PAGE EXTRACT:
• • • • •

Who Were the Tibetans?

The Tibetans were highland warriors who transformed themselves from scattered mountain clans into masters of an empire stretching from the Tarim Basin to Bengal. In barely two centuries, they went from obscurity to becoming Tang China's most dangerous rival, raiding Chinese territory at will, briefly capturing the Tang capital of Chang'an itself, and controlling crucial stretches of the Silk Road. Their armies descended from passes that should have been impassable, their horses thrived at altitudes that left lowland mounts gasping, and their soldiers fought with a ferocity born of harsh mountain existence. Yet these same warriors embraced Buddhism with extraordinary intensity, building monasteries across their realm and patronizing scholars whose translations would shape Tibetan culture for a millennium.

Homeland and Way of Life

The Tibetan plateau is the highest inhabited region on earth — a vast expanse of grassland, desert, and glacier averaging over 4,500 meters above sea level, where the air holds half the oxygen of lowland regions and winter temperatures plunge far below freezing. Only people born to this altitude could thrive there; invading armies from lower elevations simply could not breathe well enough to fight. Tibetans adapted over generations, their blood carrying more oxygen, their lungs expanding to compensate for thin air. This physiological advantage made their homeland impregnable while allowing them to raid downward into territories where defenders could not pursue.

Life on the plateau centered on herding — yaks, sheep, goats, and horses grazing across seasonal pastures too high for agriculture. Yaks provided everything: milk, meat, wool, leather, and transport across terrain no other animal could manage. Barley grew in protected valleys, the staple grain roasted and ground into tsampa that travelers carried for months. Nomadic bands followed their herds through annual circuits; settlements clustered in valleys where irrigation was possible. The harsh environment bred self-reliance, endurance, and the martial skills necessary for protecting herds from raiders — qualities that translated directly into military effectiveness when chiefs united the clans for conquest.

Warfare, Power, and Limits

The Tibetan Empire emerged with stunning speed under Songtsen Gampo in the early seventh century. Within decades, unified Tibetan armies were striking in every direction — westward into Central Asia, eastward against Tang China, southward into Nepal and India. Their military advantages were formidable: cavalry acclimatized to high altitude could descend on lowland enemies who could not effectively counterattack into the mountains; their soldiers, hardened by plateau existence, endured conditions that broke other armies; their strategic position athwart the Silk Road gave them leverage over the richest trade routes in Asia.

• • • • •

GIVEN INSTRUCTION 1:
In the passage on the Tibetans, rewrite the part that opens with the words containing "Homeland and Way" and closes with "could not pursue.", swapping "oxygen" for "breathable air".
GIVEN INSTRUCTION 2:
Name every animal the passage on the Tibetans says was herded on the plateau.
GIVEN INSTRUCTION 3:
According to the passage on the Tibetans, under whom did the Tibetan Empire emerge?
The lines after this passage have no connection to it.

MATERIAL:
• • • • •

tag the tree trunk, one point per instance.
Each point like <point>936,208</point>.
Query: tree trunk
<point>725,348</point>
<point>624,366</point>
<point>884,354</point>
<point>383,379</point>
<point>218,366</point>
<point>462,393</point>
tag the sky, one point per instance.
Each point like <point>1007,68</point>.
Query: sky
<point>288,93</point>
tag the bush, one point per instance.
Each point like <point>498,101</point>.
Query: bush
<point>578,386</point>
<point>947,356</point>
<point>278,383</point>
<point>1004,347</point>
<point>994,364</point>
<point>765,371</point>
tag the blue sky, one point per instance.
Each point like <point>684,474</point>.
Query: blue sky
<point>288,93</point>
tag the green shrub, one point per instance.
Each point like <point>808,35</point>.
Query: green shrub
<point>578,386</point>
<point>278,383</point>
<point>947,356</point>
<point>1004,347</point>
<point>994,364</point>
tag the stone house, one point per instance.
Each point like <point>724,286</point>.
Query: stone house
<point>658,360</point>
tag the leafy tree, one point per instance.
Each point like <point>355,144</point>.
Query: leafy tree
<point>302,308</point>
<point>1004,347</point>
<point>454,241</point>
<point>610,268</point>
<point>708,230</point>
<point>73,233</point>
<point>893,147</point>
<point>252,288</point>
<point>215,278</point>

• • • • •

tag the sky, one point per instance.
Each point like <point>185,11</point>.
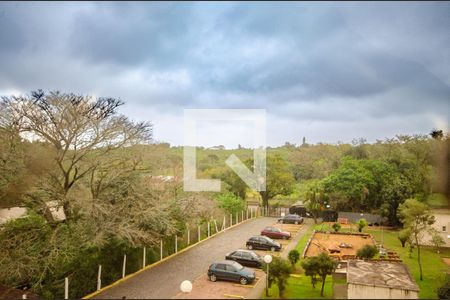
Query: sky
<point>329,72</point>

• • • • •

EXPECTED ANSWER 1:
Homeland and Way of Life

The Tibetan plateau is the highest inhabited region on earth — a vast expanse of grassland, desert, and glacier averaging over 4,500 meters above sea level, where the air holds half the breathable air of lowland regions and winter temperatures plunge far below freezing. Only people born to this altitude could thrive there; invading armies from lower elevations simply could not breathe well enough to fight. Tibetans adapted over generations, their blood carrying more breathable air, their lungs expanding to compensate for thin air. This physiological advantage made their homeland impregnable while allowing them to raid downward into territories where defenders could not pursue.

EXPECTED ANSWER 2:
Yaks, sheep, goats, and horses

EXPECTED ANSWER 3:
Songtsen Gampo, in the early seventh century